Ichneutica subcyprea is a moth of the family Noctuidae. This species is endemic to New Zealand. This species is very similar in appearance to I. chlorodonta. It feeds on fern species in the genus Tmesipteris. It is the only New Zealand noctuid known to exclusively feed on ferns. The preferred habitat of this species is humid native forest and the adults are on the wing from September to December.

== Taxonomy ==
This species was first described by Robert Hoare in 2019. The holotype specimen was collected as a larva by Hoare on Farley Track in the Waitākere Ranges. He found it on a dead frond base of a tree fern in the genus Tmesipteris and reared it to adulthood on Tmesipteris. The holotype specimen is held at the New Zealand Arthropod Collection.

== Description ==
The larvae of this species are bright green in appearance.
....
# WORK ITEM A:
From the Ichneutica subcyprea text, copy the passage from "Ichneutica subcyprea is" to "green in appearance." word for word.
# WORK ITEM B:
Turn the paragraph of the Ichneutica subcyprea text that begins "Ichneutica subcyprea is a moth" into a short list that keeps its main facts.
....
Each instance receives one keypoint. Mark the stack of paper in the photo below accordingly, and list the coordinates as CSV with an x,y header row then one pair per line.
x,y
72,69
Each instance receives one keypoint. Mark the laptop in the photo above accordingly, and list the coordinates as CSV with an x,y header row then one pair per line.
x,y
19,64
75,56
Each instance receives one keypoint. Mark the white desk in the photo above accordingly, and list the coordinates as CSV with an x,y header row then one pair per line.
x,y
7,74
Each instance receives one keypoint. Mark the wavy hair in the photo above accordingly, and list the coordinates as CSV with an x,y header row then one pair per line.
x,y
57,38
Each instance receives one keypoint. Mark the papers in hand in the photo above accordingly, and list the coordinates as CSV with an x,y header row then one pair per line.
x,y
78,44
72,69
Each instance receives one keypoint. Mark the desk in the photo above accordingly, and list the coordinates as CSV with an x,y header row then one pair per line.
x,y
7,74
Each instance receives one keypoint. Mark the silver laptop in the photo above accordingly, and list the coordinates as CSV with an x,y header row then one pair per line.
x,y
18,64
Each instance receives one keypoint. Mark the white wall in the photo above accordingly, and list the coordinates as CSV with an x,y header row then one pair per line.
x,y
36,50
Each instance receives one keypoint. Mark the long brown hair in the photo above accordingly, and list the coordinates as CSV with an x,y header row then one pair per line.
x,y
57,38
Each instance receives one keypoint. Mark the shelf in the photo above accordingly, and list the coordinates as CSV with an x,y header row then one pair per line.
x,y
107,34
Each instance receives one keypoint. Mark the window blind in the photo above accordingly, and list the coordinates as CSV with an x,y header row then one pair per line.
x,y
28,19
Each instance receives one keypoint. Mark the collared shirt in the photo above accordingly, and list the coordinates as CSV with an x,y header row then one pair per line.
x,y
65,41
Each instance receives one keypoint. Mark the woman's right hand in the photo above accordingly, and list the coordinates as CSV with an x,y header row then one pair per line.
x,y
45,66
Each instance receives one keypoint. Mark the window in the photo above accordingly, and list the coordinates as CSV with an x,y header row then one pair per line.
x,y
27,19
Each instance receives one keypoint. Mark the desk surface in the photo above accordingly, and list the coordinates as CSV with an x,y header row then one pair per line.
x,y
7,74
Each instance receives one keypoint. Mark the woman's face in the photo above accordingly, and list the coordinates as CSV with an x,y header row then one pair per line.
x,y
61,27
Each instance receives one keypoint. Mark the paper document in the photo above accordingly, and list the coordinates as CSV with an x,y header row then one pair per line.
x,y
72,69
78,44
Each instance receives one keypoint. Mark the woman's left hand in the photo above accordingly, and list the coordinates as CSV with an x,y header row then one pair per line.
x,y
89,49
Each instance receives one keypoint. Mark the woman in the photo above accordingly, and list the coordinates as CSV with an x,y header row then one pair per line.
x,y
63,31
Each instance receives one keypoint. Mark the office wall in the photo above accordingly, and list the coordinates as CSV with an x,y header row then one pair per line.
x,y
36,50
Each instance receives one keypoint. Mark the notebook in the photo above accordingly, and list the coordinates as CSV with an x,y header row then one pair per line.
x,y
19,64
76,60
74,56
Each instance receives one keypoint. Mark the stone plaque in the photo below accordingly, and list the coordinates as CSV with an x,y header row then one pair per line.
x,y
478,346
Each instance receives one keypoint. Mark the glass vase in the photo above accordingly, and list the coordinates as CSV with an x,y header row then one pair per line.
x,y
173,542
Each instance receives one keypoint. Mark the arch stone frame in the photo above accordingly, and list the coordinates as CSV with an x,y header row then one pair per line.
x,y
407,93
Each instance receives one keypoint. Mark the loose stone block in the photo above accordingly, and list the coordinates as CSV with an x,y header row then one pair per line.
....
# ANSWER AREA A:
Ichneutica subcyprea is a moth of the family Noctuidae. This species is endemic to New Zealand. This species is very similar in appearance to I. chlorodonta. It feeds on fern species in the genus Tmesipteris. It is the only New Zealand noctuid known to exclusively feed on ferns. The preferred habitat of this species is humid native forest and the adults are on the wing from September to December.

== Taxonomy ==
This species was first described by Robert Hoare in 2019. The holotype specimen was collected as a larva by Hoare on Farley Track in the Waitākere Ranges. He found it on a dead frond base of a tree fern in the genus Tmesipteris and reared it to adulthood on Tmesipteris. The holotype specimen is held at the New Zealand Arthropod Collection.

== Description ==
The larvae of this species are bright green in appearance.

# ANSWER AREA B:
- Moth of the family Noctuidae
- Endemic to New Zealand
- Very similar in appearance to I. chlorodonta
- Feeds on fern species in the genus Tmesipteris
- The only New Zealand noctuid known to feed exclusively on ferns
- Prefers humid native forest
- Adults fly from September to December